───── Raw data

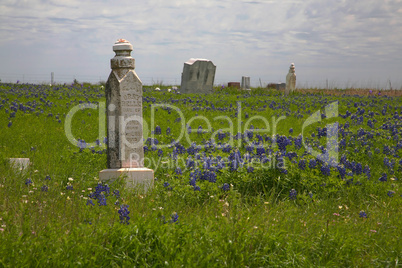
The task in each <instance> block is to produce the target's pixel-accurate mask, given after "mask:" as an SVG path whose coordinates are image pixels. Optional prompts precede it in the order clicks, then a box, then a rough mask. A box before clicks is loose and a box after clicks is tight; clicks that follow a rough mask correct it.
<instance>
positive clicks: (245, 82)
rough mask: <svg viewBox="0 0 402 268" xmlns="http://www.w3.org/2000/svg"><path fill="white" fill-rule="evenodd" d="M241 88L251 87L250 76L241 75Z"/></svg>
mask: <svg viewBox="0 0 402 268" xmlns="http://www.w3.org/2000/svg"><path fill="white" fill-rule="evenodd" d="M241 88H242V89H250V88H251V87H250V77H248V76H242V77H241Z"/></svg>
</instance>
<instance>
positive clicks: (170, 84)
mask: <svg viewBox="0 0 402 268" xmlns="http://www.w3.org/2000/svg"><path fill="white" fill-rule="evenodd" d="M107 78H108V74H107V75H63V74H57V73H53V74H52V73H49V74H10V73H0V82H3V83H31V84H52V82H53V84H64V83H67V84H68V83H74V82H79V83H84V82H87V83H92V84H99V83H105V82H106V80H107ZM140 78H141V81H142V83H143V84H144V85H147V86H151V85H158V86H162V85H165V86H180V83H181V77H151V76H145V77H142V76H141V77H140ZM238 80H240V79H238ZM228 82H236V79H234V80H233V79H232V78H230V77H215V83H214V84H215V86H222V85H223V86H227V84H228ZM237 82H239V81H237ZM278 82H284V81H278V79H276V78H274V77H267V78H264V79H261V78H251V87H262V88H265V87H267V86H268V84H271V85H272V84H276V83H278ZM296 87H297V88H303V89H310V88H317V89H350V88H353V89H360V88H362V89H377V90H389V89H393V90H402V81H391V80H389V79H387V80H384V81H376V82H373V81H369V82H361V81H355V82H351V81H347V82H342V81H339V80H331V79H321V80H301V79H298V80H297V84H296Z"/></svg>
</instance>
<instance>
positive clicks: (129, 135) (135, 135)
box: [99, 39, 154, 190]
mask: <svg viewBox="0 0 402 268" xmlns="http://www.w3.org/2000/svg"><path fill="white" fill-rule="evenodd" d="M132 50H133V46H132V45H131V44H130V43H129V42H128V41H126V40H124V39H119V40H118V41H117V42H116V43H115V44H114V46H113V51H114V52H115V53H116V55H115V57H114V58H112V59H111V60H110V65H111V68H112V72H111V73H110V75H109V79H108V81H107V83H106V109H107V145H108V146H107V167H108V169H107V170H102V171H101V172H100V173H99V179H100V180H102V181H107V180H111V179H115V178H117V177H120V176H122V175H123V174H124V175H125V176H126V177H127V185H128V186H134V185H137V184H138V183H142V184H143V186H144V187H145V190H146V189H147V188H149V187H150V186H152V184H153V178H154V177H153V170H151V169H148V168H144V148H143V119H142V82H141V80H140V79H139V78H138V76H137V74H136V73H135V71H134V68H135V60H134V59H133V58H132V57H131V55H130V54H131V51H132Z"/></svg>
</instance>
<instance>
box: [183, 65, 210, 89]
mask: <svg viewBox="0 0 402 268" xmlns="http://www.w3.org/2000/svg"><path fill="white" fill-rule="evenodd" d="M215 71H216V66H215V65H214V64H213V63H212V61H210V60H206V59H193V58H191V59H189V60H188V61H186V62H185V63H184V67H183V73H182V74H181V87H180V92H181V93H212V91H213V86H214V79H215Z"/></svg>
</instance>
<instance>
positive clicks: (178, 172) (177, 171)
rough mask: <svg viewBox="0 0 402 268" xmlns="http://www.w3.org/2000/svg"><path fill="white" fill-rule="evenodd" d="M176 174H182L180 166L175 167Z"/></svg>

──────────

### What is expected
Show each line of the data that contains the string "positive", matching its case exactly.

### Solution for this exercise
positive clicks: (245, 82)
positive clicks: (170, 84)
positive clicks: (129, 135) (135, 135)
positive clicks: (178, 172) (177, 171)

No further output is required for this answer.